- _PROVIDED DATA_:
** START **

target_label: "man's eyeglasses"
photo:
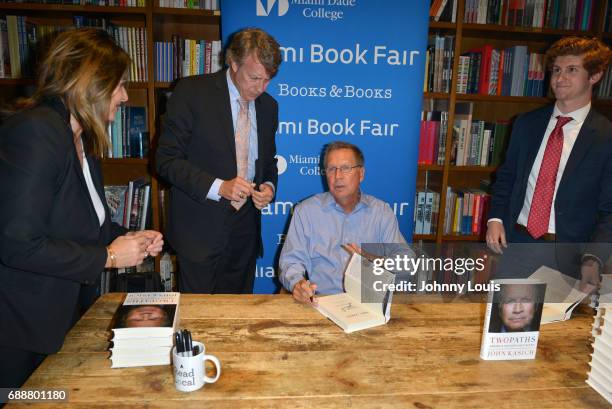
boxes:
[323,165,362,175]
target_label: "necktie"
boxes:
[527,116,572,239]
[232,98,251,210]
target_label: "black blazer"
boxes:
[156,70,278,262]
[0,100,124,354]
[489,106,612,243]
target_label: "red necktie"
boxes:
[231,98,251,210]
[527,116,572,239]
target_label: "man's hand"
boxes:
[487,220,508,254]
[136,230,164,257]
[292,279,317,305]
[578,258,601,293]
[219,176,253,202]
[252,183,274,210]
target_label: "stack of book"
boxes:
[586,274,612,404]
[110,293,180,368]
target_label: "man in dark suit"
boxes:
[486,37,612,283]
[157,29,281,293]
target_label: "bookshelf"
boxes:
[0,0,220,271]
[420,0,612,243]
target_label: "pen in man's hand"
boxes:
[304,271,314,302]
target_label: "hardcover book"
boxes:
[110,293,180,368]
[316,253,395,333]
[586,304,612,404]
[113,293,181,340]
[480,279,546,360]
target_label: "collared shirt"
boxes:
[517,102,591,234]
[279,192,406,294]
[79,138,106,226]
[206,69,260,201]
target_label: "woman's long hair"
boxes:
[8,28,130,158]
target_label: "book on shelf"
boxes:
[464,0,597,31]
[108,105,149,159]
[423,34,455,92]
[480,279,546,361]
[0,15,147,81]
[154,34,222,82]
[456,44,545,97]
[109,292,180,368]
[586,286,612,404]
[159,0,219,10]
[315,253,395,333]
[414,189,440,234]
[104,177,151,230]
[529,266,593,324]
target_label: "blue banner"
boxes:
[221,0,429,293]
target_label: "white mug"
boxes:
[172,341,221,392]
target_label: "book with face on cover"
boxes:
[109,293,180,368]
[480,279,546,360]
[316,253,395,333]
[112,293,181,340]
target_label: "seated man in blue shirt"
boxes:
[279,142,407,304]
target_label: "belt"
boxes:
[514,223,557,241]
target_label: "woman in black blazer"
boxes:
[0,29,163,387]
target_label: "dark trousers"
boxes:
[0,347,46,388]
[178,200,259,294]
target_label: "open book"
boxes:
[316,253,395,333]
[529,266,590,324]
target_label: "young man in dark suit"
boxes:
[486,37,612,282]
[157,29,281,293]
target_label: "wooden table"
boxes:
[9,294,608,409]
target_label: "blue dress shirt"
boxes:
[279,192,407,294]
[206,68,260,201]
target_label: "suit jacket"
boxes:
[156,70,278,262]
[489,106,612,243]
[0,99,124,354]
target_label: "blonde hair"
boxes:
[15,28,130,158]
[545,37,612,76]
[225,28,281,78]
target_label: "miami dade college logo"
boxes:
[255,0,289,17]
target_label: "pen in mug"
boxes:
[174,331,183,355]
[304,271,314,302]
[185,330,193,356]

** END **

- _SHORT PROBLEM_: Show every line of the material above that contains the string "blazer".

- _SOLUTION TO THE EXERCISE_:
target_label: "black blazer"
target_label: "woman in black blazer"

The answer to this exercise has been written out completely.